## Supplied text

It's kind of strange how this op was touted as the first combat operation since Korea, but when the boys started racking up dead opponents, it was a little on the taboo side to talk about it.  Even if you read "Not a Good Day to Die" by Sean Naylor, there is very little mention of what these guys did - very strange given how significant a contribution to the Op they made.  Not to sound like a conspiracy theorist, but echoes of the Medak episode in '93 are kind of ringing here - that was one of the worst kept secrets in the Canadian Army, just nobody outside believed it until the government finally came out and said "Oops, forgot to mention something awhile back...".  I'm also wondering if Naylor may have been asked to keep casualties inflicted by Canadian snipers out of the book for the same PR reasons.

Or maybe I'm making a mountain out of a molehill - just I'm a firm believer in "give credit where credit is due". 

MM


----------



## paracowboy (15 May 2006)

to paraphrase myself (again) on another website, in another thread dealing with this: 

I've already addressed this in a previous post, but in short, it's almost entirely false. The article is over-inflated hype. That is from the men who were there, many of whom are still in 3VP.

There were/are entirely unrelated issues at hand, that have caused a great deal of friction between the members who have left and the Army in general, as well as other individual soldiers. You don't need to know those reasons, and I won't air other people's dirty linen in public.

Which is not entirely the journalist's fault, as he's going off info from the former member's father, who is getting his info from the member in question. That being said, it would have behooved the journalist to talk with some of the soldiers who served alongside the man. Other facts would have come to light.

I think the final word goes to the men who served there and then. When a group of them were gathered around, reading it, they broke out in gales of laughter, then tossed it in the garbage.


----------



## Scoobie Newbie (16 May 2006)

"That being said, it would have behooved the journalist to talk with some of the soldiers who served alongside the man."

+1


----------



## the 48th regulator (16 May 2006)

So what is being said here, is that the article is plain bunk?

hmm interesting.

dileas

tess


----------



## Centurian1985 (16 May 2006)

I dont know about the accuracy of the story, but I can verify that the US guys in Bosnia were impressed by their work.  I was hearing about the record-making shots from US co-workers the same month that they were being made (so much for opsec).  Guys who the previous day would not have cared who I was wanted to come up and tell me what a great job the guys did on that operation.


----------



## Enzo (16 May 2006)

You can always feel the _"shift"_ when what was once myth, becomes legend.


----------



## Screw (16 May 2006)

Arron was treated like shit by the military. I dont know much about the article. I find macleans likes to "flesh out" their stories- but I met Arron(he's a  good friend of a good friend), his side is the one echoed in the article. But his world came very close to falling down around him, but he's a survivor. A good man by my account. A loose tongue- but what serviceman doesnt have one?

But im not sure what this article accomplishes now, our giant federal machine sometimes just rolls over people.....I cant see a way to make i so it never happens....eh.Ive spent 10mins doing worse then reading an article I suppose.


----------



## Echo9 (16 May 2006)

I'd agree that the story was too one-sided to be particularly credible.  I say that with no particular insights into the issue beyond what was in the story.

## Data section
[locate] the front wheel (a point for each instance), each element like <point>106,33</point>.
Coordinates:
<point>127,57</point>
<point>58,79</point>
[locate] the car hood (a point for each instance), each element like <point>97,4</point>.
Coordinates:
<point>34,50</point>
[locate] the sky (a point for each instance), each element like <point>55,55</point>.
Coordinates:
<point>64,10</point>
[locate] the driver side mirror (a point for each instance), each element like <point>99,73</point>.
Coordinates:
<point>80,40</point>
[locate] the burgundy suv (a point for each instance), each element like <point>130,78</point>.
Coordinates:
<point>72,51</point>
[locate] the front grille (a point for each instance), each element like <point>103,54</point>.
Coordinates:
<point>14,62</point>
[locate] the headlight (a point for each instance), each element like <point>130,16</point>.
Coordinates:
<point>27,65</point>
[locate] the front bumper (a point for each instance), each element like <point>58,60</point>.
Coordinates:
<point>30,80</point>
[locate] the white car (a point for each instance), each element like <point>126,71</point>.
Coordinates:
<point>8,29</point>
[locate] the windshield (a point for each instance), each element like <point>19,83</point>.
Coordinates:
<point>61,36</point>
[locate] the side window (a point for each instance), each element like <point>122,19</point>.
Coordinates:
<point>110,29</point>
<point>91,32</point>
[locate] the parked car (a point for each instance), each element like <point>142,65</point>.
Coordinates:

## Exercise
In the forum thread, list every username shown in a post header with a date, in the order the posts appear.

## Output for this exercise
paracowboy, Scoobie Newbie, the 48th regulator, Centurian1985, Enzo, Screw, Echo9